▶ **EXERCISE DESCRIPTION**:
Answer these questions using the text on sensor data and games.
1. Besides devices worn on the body, where does the text say sensors have crept their way into?
2. What movement is made up of people who track themselves on various behavioral metrics?
3. Which two gamification elements does the text describe as less commonly promoted?

▶ **DOCUMENT SECTION**:
· · ·
Sensor Data + Game Context = Behavior Change
Though they certainly include human-machine feedback loops, the examples discussed so far are still basically a user sitting at a screen playing a game. That is, images they stir up don’t quite resemble RoboCop or the Borg. However, another growing trend – the emergence of cheap, mobile, and simple sensing technologies – may bring us a step closer to such beings.
In addition to the variety of devices that can be worn on different parts of the body, sensors have crept their way into our homes, cars, phones, and various other appliances. As a result, an individual that is so inclined can be presented with data on almost any status or behavior metric imaginable – location, sleep patterns, caloric intake, driving habits, productivity, level of happiness, etc.. In this manner, sensors are already augmenting our basic capacities for perception and attention, allowing us to reflect on feedback information otherwise beyond our level of conscious awareness. What’s more, as a recent article from Wired notes, for those that actively collect and process this data, it can offer real insights into one’s habits and lifestyle.
The Quantified Self movement is comprised of just such people. Ranging from the mildly curious to the fanatically narcissistic, these individuals track themselves on various behavioral metrics. However, after the initial novelty of cool output diagrams and charts wears off, the sensor user is basically just left with a pile of data. What they then do with it is up to them. And when allowed to choose between staring at a screen of data or spend that time on just about any other media experience, the average person is going to more often than not choose the latter.
To successfully compete for our attention, sensor data interfaces should take cues from those more alluring alternatives. As I’ve previously discussed and as the Wired article notes in passing, games may provide clues for how to keep users engaged with sensor data long enough to do something with it. For instance, gamification tactics – including the now over-hyped mechanics of points and badges, as well as the less commonly promoted elements of narrative structure and role-based teams – can attach positive and negative virtual consequences to certain behavioral outcomes. In doing so, it can increase the intrinsic motivation of the user to process and act upon sensor feedback data. That is, users may be enticed to process real data and adjust real behaviors in order to pursue virtual goals. Further, these virtual consequences can even operate with greater regularity and at higher time resolutions than real world consequences, factors which any reinforcement theorist will tell you are key for conditioning changes in behavior.
The point is that context matters. Just as sensors augment our perceptual capacities through feedback data, game elements may enhance our motivation to actually make use of that data. By contextualizing it in a manner that is motivationally relevant – that is, if given a more engaging user interface and inputted into a system with virtual significance to the user – such feedback data may have a greater chance of steering user behaviors. Indeed, there is a growing consensus that such small, contextual “nudges” can lead to “disproportionately huge effects.”
· · ·
▶ **RECORDED DATA**:

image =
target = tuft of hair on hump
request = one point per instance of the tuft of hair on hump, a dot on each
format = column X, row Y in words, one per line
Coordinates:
· · ·
▶ **ANSWER AREA**:
1. Into our homes, cars, phones, and various other appliances.
2. The Quantified Self movement.
3. Narrative structure and role-based teams.